## What the exercise asks
Rewrite the rows from the line containing "shape [[361, 76]]." through the end of the rows, replacing "Guideline" with "Rule" and leaving everything else unchanged.

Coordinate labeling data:

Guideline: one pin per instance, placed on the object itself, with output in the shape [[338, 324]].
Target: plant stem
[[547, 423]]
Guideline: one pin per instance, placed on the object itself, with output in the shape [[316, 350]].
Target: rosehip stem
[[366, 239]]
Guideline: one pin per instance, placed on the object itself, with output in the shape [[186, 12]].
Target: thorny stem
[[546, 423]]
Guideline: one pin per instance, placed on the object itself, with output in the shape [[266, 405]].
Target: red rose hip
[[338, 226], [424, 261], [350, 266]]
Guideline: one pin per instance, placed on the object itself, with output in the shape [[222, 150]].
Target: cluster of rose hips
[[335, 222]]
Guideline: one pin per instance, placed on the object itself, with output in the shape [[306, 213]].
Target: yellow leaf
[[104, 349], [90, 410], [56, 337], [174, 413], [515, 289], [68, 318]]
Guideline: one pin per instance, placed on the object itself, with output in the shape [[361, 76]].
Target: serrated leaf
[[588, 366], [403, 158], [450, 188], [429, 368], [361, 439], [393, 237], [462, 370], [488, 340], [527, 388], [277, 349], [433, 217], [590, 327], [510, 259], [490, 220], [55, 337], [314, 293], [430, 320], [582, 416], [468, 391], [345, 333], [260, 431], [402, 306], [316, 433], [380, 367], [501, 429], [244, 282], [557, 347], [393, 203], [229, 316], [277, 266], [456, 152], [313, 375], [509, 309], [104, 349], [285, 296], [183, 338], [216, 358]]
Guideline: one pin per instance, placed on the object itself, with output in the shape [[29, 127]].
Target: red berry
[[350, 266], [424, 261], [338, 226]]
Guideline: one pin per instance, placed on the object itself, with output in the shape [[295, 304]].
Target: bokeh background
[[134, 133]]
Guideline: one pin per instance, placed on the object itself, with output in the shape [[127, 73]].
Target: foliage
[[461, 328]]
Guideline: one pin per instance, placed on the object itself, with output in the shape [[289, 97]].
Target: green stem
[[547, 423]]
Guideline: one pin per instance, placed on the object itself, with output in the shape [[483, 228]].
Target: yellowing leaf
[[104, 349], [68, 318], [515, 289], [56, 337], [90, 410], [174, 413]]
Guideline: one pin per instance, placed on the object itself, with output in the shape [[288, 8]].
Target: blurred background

## Written reply
Rule: one pin per instance, placed on the object itself, with output in the shape [[361, 76]].
Target: serrated leaf
[[588, 366], [403, 158], [450, 188], [429, 368], [361, 439], [393, 237], [462, 370], [488, 340], [527, 388], [277, 349], [433, 217], [590, 327], [510, 259], [490, 220], [55, 337], [314, 293], [430, 320], [582, 416], [468, 391], [345, 333], [260, 431], [402, 306], [316, 433], [380, 367], [501, 429], [244, 282], [557, 347], [393, 203], [229, 316], [277, 266], [456, 152], [313, 375], [509, 309], [104, 349], [285, 296], [183, 338], [216, 358]]
Rule: one pin per instance, placed on the object itself, with output in the shape [[29, 127]].
Target: red berry
[[350, 266], [424, 261], [338, 226]]
Rule: one pin per instance, placed on the object itself, with output in the shape [[295, 304]].
Target: bokeh background
[[134, 133]]
Rule: one pin per instance, placed on the object itself, with output in the shape [[127, 73]].
Target: foliage
[[461, 328]]
Rule: one pin per instance, placed on the object itself, with output in the shape [[289, 97]].
Target: green stem
[[547, 423]]
Rule: one pin per instance, placed on the object itself, with output in the shape [[483, 228]].
Target: yellowing leaf
[[104, 349], [68, 318], [515, 289], [56, 337], [90, 410], [174, 413]]
Rule: one pin per instance, placed on the object itself, with output in the shape [[288, 8]].
Target: blurred background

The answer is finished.